* **Work to be completed**
Reproduce the entries below exactly, but only from the line containing "Please point out the stadium" to the line containing "Please point out the striped", inclusive.

===

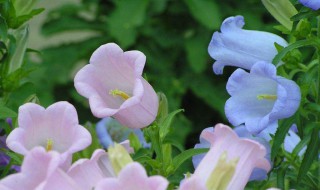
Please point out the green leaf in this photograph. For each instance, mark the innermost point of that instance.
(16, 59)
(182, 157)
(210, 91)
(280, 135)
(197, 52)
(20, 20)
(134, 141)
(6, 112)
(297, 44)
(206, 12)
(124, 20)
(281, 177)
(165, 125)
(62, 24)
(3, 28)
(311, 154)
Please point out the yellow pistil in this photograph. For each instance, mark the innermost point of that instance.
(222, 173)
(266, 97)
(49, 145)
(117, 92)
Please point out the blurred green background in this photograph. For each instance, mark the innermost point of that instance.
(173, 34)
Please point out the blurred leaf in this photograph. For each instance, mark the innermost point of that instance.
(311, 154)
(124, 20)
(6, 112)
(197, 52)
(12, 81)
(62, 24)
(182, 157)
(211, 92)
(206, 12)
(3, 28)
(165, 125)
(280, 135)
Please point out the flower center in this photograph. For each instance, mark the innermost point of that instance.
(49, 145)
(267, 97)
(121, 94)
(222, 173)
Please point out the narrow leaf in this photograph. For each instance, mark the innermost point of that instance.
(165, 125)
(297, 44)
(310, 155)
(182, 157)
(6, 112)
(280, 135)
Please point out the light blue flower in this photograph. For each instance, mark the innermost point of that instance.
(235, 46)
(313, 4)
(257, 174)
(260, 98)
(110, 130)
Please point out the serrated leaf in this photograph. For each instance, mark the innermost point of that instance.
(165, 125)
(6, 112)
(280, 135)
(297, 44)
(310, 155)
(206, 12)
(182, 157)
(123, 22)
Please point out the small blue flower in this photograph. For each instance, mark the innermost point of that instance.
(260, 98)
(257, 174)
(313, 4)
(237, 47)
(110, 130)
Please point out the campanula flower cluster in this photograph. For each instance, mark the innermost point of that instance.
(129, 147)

===

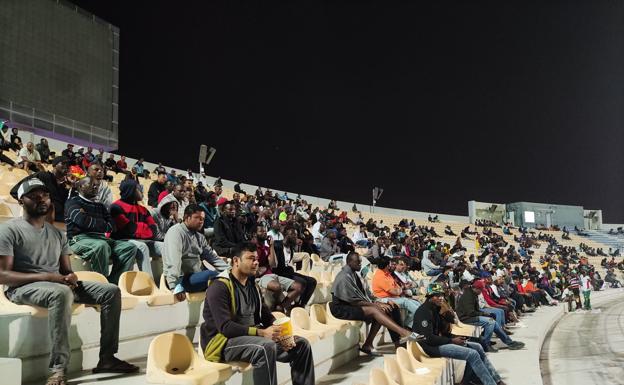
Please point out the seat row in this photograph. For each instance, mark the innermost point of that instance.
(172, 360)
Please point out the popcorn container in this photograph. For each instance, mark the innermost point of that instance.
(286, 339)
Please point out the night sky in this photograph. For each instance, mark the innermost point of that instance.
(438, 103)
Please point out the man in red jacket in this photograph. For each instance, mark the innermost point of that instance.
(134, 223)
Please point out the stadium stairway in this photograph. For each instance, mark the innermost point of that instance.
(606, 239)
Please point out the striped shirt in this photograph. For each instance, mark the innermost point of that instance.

===

* **Exercise result**
Please point out the stadium stairway in this photograph. For each instance, mark the innermost point of that instance.
(606, 239)
Please point out the striped shirt in this photograph. For each instance, mark the innermost point of that instance.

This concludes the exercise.